By: Dominic Hernandez
Have you ever taken the time to think about those who are risking their lives doing their job during COVID-19, besides frontline workers? Essential workers are normal people like us. They can be anyone from a grocery store cashier, to a nurse at your local hospital.
These people are essential to the globe; they are supplying us with our necessities while they continue life as if nothing has happened. Last March, essential workers were not seen because everyone was in a panic from losing their jobs, loved ones, and dealing with kids being put into virtual learning.
California’s essential workers are not all the same compared to other states and continents. They are mainly grocery, postal, education, and hospitality positions. The pandemic was able to help shine a light on these workers, and thank them for all that they do for their community.

▸ Exercise A: Please print the passage of the essay on essential workers starting at "By: Dominic Hernandez" and ending at "into virtual learning.", word for word.
▸ Exercise B: Carry on the essay about essential workers during COVID-19 from its final sentence onward.

(Stored data entries)
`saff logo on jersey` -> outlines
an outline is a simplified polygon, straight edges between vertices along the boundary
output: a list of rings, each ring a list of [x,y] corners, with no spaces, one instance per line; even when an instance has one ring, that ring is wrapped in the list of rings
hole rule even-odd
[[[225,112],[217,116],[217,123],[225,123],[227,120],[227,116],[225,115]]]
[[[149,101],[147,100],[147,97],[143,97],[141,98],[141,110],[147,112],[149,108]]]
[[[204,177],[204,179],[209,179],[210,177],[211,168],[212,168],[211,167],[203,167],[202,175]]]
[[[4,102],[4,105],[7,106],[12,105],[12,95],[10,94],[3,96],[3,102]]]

▸ Exercise response A:
By: Dominic Hernandez
Have you ever taken the time to think about those who are risking their lives doing their job during COVID-19, besides frontline workers? Essential workers are normal people like us. They can be anyone from a grocery store cashier, to a nurse at your local hospital.
These people are essential to the globe; they are supplying us with our necessities while they continue life as if nothing has happened. Last March, essential workers were not seen because everyone was in a panic from losing their jobs, loved ones, and dealing with kids being put into virtual learning.

▸ Exercise response B:
Over 70% of essential workers can’t work from home, but need to be in a certain location, where they run the risk of catching COVID-19. Frontline workers include, but are not limited to, healthcare workers, protective service workers (police and EMTs), cashiers in grocery and general merchandise stores, production and food processing workers, janitors and maintenance workers, agricultural workers, and truck drivers.
Below are the six different types of frontline industries, and the percentage of essential workers within them.
1.Grocery, Convince, & drug stores 23%
2.Public Transit 3%
3.Trucking, Warehouse, & postal service 10%
4.Building Cleaning Services.5%
5.Health Care 50%
6.Child Care & Social Services 9%
During the pandemic and now, there are still not enough workers. The pandemic’s effect on the economy, labor shortages, evolving demographic trends and expanded unemployment benefits, have momentarily swung the pendulum in favor of workers. Unemployment isn’t helping people get their essentials, but it is a way of keeping people safe inside the comfort of their homes.